[What to do]:
Reproduce the records from their start through the line containing "Target: pink heart-shaped flower", replacing "Emitted" with "Output" and changing nothing else. Leave the pictures out of your answer.
━━━━━━━━━━
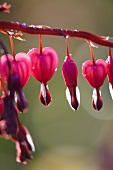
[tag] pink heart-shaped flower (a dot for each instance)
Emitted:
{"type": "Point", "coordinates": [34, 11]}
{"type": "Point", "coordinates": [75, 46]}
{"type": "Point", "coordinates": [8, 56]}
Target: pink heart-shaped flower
{"type": "Point", "coordinates": [21, 65]}
{"type": "Point", "coordinates": [43, 66]}
{"type": "Point", "coordinates": [95, 73]}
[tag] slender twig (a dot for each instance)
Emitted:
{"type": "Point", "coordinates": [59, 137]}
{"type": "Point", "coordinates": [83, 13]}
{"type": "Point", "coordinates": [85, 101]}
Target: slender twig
{"type": "Point", "coordinates": [32, 29]}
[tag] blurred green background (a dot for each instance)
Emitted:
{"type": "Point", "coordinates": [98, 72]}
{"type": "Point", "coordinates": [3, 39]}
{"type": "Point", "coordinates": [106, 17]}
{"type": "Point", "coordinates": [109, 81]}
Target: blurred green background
{"type": "Point", "coordinates": [64, 139]}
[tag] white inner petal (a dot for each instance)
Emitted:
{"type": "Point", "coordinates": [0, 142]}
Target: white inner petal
{"type": "Point", "coordinates": [78, 95]}
{"type": "Point", "coordinates": [30, 142]}
{"type": "Point", "coordinates": [95, 96]}
{"type": "Point", "coordinates": [111, 90]}
{"type": "Point", "coordinates": [68, 96]}
{"type": "Point", "coordinates": [43, 90]}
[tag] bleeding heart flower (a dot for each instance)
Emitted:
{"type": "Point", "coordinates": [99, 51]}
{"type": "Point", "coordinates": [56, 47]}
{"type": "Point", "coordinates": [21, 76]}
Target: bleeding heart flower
{"type": "Point", "coordinates": [20, 65]}
{"type": "Point", "coordinates": [95, 73]}
{"type": "Point", "coordinates": [70, 73]}
{"type": "Point", "coordinates": [109, 62]}
{"type": "Point", "coordinates": [44, 65]}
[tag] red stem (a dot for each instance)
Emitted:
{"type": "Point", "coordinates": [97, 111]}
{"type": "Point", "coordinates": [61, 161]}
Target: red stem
{"type": "Point", "coordinates": [32, 29]}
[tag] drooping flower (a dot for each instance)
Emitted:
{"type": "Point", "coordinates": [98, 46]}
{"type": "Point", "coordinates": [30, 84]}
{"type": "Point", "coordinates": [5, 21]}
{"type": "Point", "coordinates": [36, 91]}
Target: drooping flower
{"type": "Point", "coordinates": [16, 92]}
{"type": "Point", "coordinates": [20, 64]}
{"type": "Point", "coordinates": [44, 65]}
{"type": "Point", "coordinates": [70, 73]}
{"type": "Point", "coordinates": [109, 62]}
{"type": "Point", "coordinates": [8, 118]}
{"type": "Point", "coordinates": [95, 73]}
{"type": "Point", "coordinates": [24, 144]}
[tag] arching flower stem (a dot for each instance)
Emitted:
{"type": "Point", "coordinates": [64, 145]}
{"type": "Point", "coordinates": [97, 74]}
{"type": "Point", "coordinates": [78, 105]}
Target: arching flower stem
{"type": "Point", "coordinates": [32, 29]}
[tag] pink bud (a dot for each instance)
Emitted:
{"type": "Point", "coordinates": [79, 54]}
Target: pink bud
{"type": "Point", "coordinates": [43, 66]}
{"type": "Point", "coordinates": [95, 73]}
{"type": "Point", "coordinates": [70, 73]}
{"type": "Point", "coordinates": [21, 65]}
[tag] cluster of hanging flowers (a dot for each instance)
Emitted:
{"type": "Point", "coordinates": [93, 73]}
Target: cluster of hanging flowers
{"type": "Point", "coordinates": [15, 71]}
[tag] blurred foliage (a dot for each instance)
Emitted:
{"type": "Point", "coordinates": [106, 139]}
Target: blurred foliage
{"type": "Point", "coordinates": [64, 139]}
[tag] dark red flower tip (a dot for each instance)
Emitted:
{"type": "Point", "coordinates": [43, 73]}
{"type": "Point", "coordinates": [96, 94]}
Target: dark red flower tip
{"type": "Point", "coordinates": [109, 62]}
{"type": "Point", "coordinates": [43, 65]}
{"type": "Point", "coordinates": [73, 97]}
{"type": "Point", "coordinates": [97, 99]}
{"type": "Point", "coordinates": [20, 66]}
{"type": "Point", "coordinates": [45, 96]}
{"type": "Point", "coordinates": [24, 144]}
{"type": "Point", "coordinates": [70, 73]}
{"type": "Point", "coordinates": [95, 73]}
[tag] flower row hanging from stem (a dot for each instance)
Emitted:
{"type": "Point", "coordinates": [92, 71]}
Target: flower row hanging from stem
{"type": "Point", "coordinates": [15, 70]}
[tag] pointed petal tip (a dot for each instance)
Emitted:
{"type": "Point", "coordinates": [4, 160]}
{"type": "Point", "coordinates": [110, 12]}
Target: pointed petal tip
{"type": "Point", "coordinates": [97, 102]}
{"type": "Point", "coordinates": [73, 97]}
{"type": "Point", "coordinates": [111, 90]}
{"type": "Point", "coordinates": [45, 97]}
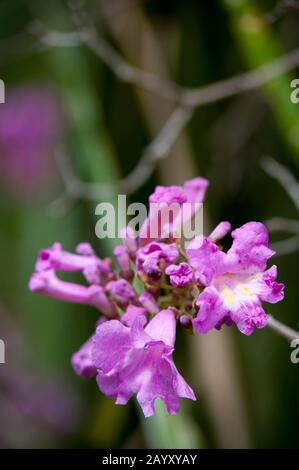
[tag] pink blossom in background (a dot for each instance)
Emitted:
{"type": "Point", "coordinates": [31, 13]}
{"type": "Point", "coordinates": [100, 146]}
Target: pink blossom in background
{"type": "Point", "coordinates": [30, 126]}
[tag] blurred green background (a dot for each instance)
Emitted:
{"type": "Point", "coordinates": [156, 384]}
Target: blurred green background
{"type": "Point", "coordinates": [60, 93]}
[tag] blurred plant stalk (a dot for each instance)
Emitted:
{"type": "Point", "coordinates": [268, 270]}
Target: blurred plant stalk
{"type": "Point", "coordinates": [142, 46]}
{"type": "Point", "coordinates": [258, 46]}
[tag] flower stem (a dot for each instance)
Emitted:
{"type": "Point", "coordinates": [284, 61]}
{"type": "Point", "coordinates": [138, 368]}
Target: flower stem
{"type": "Point", "coordinates": [282, 329]}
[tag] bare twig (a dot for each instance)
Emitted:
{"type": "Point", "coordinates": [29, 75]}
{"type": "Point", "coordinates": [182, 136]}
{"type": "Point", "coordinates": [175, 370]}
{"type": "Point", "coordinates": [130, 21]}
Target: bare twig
{"type": "Point", "coordinates": [282, 329]}
{"type": "Point", "coordinates": [279, 224]}
{"type": "Point", "coordinates": [284, 177]}
{"type": "Point", "coordinates": [186, 99]}
{"type": "Point", "coordinates": [159, 147]}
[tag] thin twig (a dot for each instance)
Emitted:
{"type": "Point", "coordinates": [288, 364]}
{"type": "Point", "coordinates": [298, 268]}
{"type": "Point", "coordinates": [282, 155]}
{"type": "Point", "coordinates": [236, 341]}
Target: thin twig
{"type": "Point", "coordinates": [279, 224]}
{"type": "Point", "coordinates": [284, 177]}
{"type": "Point", "coordinates": [286, 247]}
{"type": "Point", "coordinates": [158, 149]}
{"type": "Point", "coordinates": [282, 329]}
{"type": "Point", "coordinates": [187, 100]}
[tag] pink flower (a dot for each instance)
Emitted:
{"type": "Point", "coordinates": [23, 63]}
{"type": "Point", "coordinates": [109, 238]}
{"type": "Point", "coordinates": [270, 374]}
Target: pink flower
{"type": "Point", "coordinates": [154, 257]}
{"type": "Point", "coordinates": [149, 302]}
{"type": "Point", "coordinates": [138, 360]}
{"type": "Point", "coordinates": [47, 283]}
{"type": "Point", "coordinates": [122, 292]}
{"type": "Point", "coordinates": [131, 313]}
{"type": "Point", "coordinates": [82, 361]}
{"type": "Point", "coordinates": [122, 256]}
{"type": "Point", "coordinates": [166, 212]}
{"type": "Point", "coordinates": [94, 269]}
{"type": "Point", "coordinates": [236, 282]}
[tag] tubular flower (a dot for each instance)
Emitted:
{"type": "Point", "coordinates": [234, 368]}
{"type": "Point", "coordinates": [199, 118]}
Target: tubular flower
{"type": "Point", "coordinates": [157, 285]}
{"type": "Point", "coordinates": [142, 364]}
{"type": "Point", "coordinates": [163, 223]}
{"type": "Point", "coordinates": [235, 282]}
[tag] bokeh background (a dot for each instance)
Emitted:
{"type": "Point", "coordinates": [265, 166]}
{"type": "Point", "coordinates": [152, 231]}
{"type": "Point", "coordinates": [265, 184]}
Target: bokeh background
{"type": "Point", "coordinates": [68, 112]}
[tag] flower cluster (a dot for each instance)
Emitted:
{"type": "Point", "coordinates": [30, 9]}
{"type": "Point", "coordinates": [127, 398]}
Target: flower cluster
{"type": "Point", "coordinates": [158, 285]}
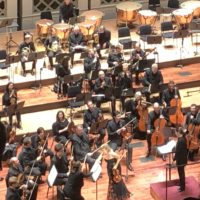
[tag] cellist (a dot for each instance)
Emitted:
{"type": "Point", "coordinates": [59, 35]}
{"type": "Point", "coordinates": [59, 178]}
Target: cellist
{"type": "Point", "coordinates": [192, 120]}
{"type": "Point", "coordinates": [153, 116]}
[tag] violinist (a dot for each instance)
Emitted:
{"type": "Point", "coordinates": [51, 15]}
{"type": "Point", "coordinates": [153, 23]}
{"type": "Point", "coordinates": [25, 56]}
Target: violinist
{"type": "Point", "coordinates": [30, 160]}
{"type": "Point", "coordinates": [61, 164]}
{"type": "Point", "coordinates": [115, 128]}
{"type": "Point", "coordinates": [26, 47]}
{"type": "Point", "coordinates": [82, 151]}
{"type": "Point", "coordinates": [116, 189]}
{"type": "Point", "coordinates": [60, 128]}
{"type": "Point", "coordinates": [115, 57]}
{"type": "Point", "coordinates": [72, 188]}
{"type": "Point", "coordinates": [91, 63]}
{"type": "Point", "coordinates": [103, 39]}
{"type": "Point", "coordinates": [40, 142]}
{"type": "Point", "coordinates": [153, 81]}
{"type": "Point", "coordinates": [136, 55]}
{"type": "Point", "coordinates": [124, 82]}
{"type": "Point", "coordinates": [170, 93]}
{"type": "Point", "coordinates": [192, 121]}
{"type": "Point", "coordinates": [10, 99]}
{"type": "Point", "coordinates": [153, 116]}
{"type": "Point", "coordinates": [92, 115]}
{"type": "Point", "coordinates": [53, 46]}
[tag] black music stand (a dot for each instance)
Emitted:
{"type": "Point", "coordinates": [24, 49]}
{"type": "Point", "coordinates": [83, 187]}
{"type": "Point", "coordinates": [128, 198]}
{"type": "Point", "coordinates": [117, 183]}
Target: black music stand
{"type": "Point", "coordinates": [155, 39]}
{"type": "Point", "coordinates": [181, 34]}
{"type": "Point", "coordinates": [11, 59]}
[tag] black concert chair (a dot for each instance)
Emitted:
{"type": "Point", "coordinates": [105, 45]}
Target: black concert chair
{"type": "Point", "coordinates": [144, 32]}
{"type": "Point", "coordinates": [124, 37]}
{"type": "Point", "coordinates": [46, 15]}
{"type": "Point", "coordinates": [167, 30]}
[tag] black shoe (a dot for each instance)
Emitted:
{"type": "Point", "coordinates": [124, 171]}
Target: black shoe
{"type": "Point", "coordinates": [130, 167]}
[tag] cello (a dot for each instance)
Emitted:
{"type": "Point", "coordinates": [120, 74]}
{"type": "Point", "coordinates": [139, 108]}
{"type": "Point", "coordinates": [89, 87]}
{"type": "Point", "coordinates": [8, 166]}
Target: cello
{"type": "Point", "coordinates": [192, 136]}
{"type": "Point", "coordinates": [158, 136]}
{"type": "Point", "coordinates": [177, 118]}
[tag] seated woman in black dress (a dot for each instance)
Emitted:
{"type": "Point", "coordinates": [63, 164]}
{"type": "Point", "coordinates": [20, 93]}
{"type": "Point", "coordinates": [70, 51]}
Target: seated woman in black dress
{"type": "Point", "coordinates": [60, 128]}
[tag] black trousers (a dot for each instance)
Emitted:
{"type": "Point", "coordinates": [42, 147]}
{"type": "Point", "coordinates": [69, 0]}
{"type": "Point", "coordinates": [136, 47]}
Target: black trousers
{"type": "Point", "coordinates": [181, 173]}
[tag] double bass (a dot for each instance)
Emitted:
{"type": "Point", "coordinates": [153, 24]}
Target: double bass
{"type": "Point", "coordinates": [177, 117]}
{"type": "Point", "coordinates": [158, 136]}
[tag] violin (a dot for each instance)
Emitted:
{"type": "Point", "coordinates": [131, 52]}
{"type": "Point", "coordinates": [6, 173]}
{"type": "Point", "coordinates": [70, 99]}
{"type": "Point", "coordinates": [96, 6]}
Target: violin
{"type": "Point", "coordinates": [158, 136]}
{"type": "Point", "coordinates": [177, 118]}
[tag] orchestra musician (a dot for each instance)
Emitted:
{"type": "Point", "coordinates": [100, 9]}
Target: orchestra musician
{"type": "Point", "coordinates": [2, 144]}
{"type": "Point", "coordinates": [115, 128]}
{"type": "Point", "coordinates": [76, 42]}
{"type": "Point", "coordinates": [60, 128]}
{"type": "Point", "coordinates": [81, 147]}
{"type": "Point", "coordinates": [39, 140]}
{"type": "Point", "coordinates": [115, 56]}
{"type": "Point", "coordinates": [193, 118]}
{"type": "Point", "coordinates": [30, 160]}
{"type": "Point", "coordinates": [116, 187]}
{"type": "Point", "coordinates": [101, 84]}
{"type": "Point", "coordinates": [53, 46]}
{"type": "Point", "coordinates": [91, 63]}
{"type": "Point", "coordinates": [26, 47]}
{"type": "Point", "coordinates": [92, 115]}
{"type": "Point", "coordinates": [103, 39]}
{"type": "Point", "coordinates": [61, 164]}
{"type": "Point", "coordinates": [170, 93]}
{"type": "Point", "coordinates": [136, 55]}
{"type": "Point", "coordinates": [72, 188]}
{"type": "Point", "coordinates": [10, 99]}
{"type": "Point", "coordinates": [153, 116]}
{"type": "Point", "coordinates": [153, 81]}
{"type": "Point", "coordinates": [181, 157]}
{"type": "Point", "coordinates": [66, 11]}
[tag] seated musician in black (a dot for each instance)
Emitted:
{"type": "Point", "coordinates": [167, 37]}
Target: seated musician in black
{"type": "Point", "coordinates": [136, 55]}
{"type": "Point", "coordinates": [91, 63]}
{"type": "Point", "coordinates": [60, 128]}
{"type": "Point", "coordinates": [40, 141]}
{"type": "Point", "coordinates": [115, 57]}
{"type": "Point", "coordinates": [192, 118]}
{"type": "Point", "coordinates": [29, 159]}
{"type": "Point", "coordinates": [76, 42]}
{"type": "Point", "coordinates": [26, 47]}
{"type": "Point", "coordinates": [104, 37]}
{"type": "Point", "coordinates": [61, 164]}
{"type": "Point", "coordinates": [81, 147]}
{"type": "Point", "coordinates": [153, 116]}
{"type": "Point", "coordinates": [16, 170]}
{"type": "Point", "coordinates": [72, 188]}
{"type": "Point", "coordinates": [101, 84]}
{"type": "Point", "coordinates": [92, 115]}
{"type": "Point", "coordinates": [153, 81]}
{"type": "Point", "coordinates": [53, 46]}
{"type": "Point", "coordinates": [9, 99]}
{"type": "Point", "coordinates": [115, 129]}
{"type": "Point", "coordinates": [124, 83]}
{"type": "Point", "coordinates": [14, 192]}
{"type": "Point", "coordinates": [66, 11]}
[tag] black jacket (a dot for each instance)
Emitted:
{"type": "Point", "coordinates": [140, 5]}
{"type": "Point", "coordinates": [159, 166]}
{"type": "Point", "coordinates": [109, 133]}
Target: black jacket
{"type": "Point", "coordinates": [181, 151]}
{"type": "Point", "coordinates": [81, 146]}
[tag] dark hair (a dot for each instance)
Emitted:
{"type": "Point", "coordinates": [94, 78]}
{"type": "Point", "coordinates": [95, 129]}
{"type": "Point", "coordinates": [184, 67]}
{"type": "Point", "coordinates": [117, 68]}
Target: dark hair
{"type": "Point", "coordinates": [58, 147]}
{"type": "Point", "coordinates": [40, 130]}
{"type": "Point", "coordinates": [60, 111]}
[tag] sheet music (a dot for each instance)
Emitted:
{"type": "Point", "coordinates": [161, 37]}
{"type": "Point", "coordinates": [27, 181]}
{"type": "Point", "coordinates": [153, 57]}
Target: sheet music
{"type": "Point", "coordinates": [167, 148]}
{"type": "Point", "coordinates": [96, 171]}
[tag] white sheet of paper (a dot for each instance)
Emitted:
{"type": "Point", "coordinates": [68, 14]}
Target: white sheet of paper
{"type": "Point", "coordinates": [167, 148]}
{"type": "Point", "coordinates": [52, 175]}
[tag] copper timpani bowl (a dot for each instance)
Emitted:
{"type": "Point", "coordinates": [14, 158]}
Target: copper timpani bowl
{"type": "Point", "coordinates": [128, 11]}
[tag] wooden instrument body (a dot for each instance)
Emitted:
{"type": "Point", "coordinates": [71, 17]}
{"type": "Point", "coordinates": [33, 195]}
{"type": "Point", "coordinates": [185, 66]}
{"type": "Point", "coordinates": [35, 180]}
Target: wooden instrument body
{"type": "Point", "coordinates": [158, 136]}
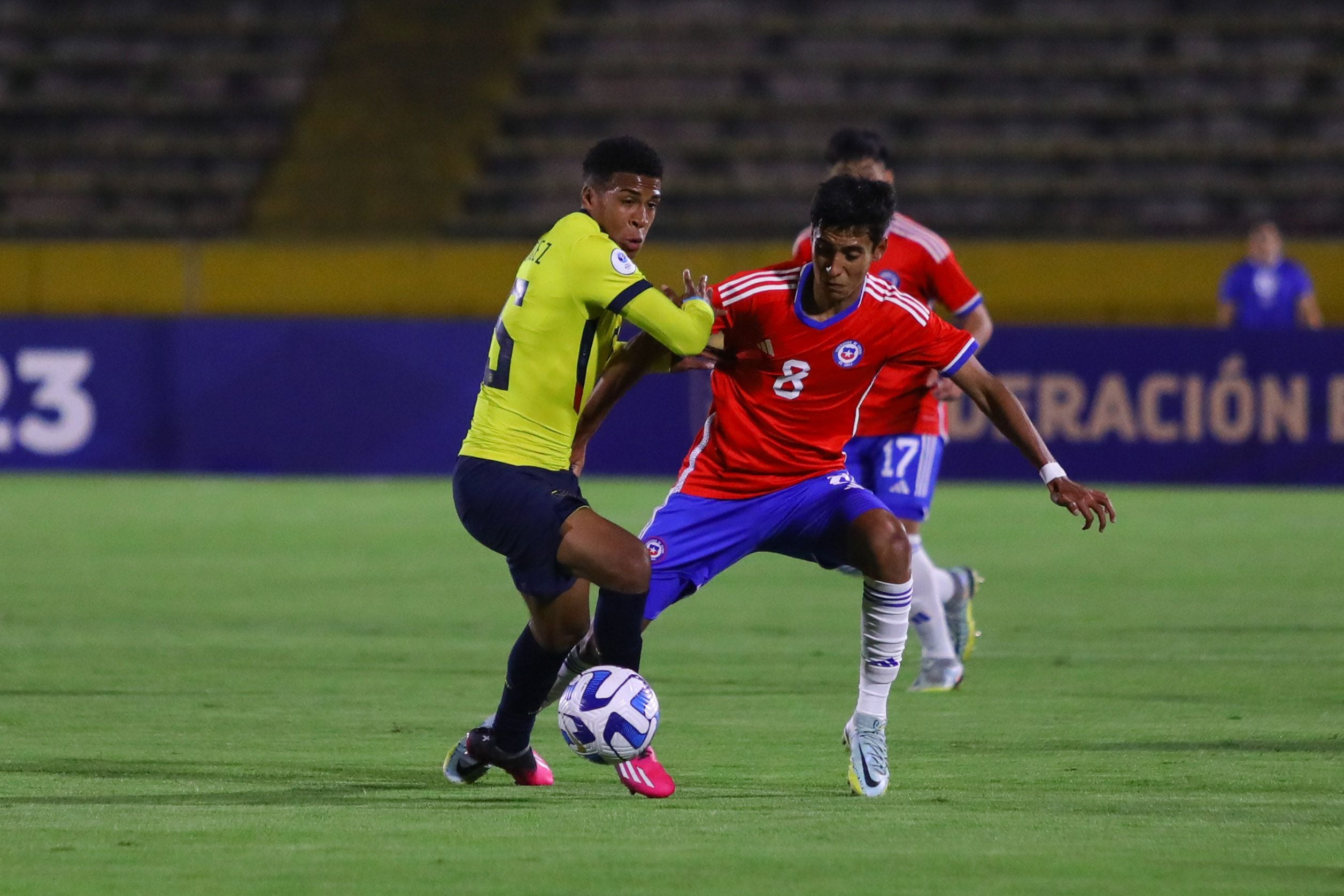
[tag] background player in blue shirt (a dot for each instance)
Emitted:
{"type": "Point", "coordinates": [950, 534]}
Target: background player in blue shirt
{"type": "Point", "coordinates": [1266, 291]}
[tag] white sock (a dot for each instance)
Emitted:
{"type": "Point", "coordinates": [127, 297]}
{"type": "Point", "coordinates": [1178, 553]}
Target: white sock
{"type": "Point", "coordinates": [886, 616]}
{"type": "Point", "coordinates": [933, 586]}
{"type": "Point", "coordinates": [570, 669]}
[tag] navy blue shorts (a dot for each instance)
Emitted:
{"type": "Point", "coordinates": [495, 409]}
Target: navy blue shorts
{"type": "Point", "coordinates": [900, 469]}
{"type": "Point", "coordinates": [518, 511]}
{"type": "Point", "coordinates": [692, 539]}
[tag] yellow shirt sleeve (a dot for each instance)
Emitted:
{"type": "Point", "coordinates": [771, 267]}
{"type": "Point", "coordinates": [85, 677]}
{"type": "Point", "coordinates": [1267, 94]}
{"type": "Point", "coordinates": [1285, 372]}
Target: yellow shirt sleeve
{"type": "Point", "coordinates": [611, 281]}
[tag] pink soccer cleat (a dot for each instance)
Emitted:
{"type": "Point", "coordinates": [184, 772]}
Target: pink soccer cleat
{"type": "Point", "coordinates": [647, 777]}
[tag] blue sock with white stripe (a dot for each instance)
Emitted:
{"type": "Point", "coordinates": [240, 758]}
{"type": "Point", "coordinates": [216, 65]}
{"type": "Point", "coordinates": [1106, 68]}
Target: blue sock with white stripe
{"type": "Point", "coordinates": [886, 617]}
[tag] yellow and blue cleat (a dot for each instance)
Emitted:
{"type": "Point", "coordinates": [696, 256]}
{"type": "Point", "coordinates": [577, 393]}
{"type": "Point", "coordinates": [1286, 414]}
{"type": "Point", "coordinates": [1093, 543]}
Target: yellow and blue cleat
{"type": "Point", "coordinates": [961, 621]}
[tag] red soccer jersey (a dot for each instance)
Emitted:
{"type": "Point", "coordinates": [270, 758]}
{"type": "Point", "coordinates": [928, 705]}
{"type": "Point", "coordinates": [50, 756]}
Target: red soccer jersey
{"type": "Point", "coordinates": [786, 396]}
{"type": "Point", "coordinates": [920, 264]}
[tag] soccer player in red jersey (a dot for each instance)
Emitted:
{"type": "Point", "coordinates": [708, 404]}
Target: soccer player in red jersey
{"type": "Point", "coordinates": [799, 350]}
{"type": "Point", "coordinates": [902, 428]}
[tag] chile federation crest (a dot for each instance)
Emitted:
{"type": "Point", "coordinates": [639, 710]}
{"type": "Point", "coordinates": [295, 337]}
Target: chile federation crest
{"type": "Point", "coordinates": [848, 352]}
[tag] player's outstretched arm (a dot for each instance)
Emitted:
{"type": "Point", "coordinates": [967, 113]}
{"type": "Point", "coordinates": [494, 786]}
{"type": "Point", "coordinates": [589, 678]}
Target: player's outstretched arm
{"type": "Point", "coordinates": [1007, 414]}
{"type": "Point", "coordinates": [625, 368]}
{"type": "Point", "coordinates": [683, 326]}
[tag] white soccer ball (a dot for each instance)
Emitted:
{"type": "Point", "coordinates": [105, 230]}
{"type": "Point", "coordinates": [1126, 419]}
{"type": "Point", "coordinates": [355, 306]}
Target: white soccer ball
{"type": "Point", "coordinates": [609, 715]}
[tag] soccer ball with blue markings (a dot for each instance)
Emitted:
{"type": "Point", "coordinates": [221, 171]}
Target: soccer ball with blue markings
{"type": "Point", "coordinates": [609, 715]}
━━━━━━━━━━
[Written solution]:
[tag] pink heart-shaped flower (a dot for each instance)
Output:
{"type": "Point", "coordinates": [34, 11]}
{"type": "Point", "coordinates": [75, 46]}
{"type": "Point", "coordinates": [8, 56]}
Target: pink heart-shaped flower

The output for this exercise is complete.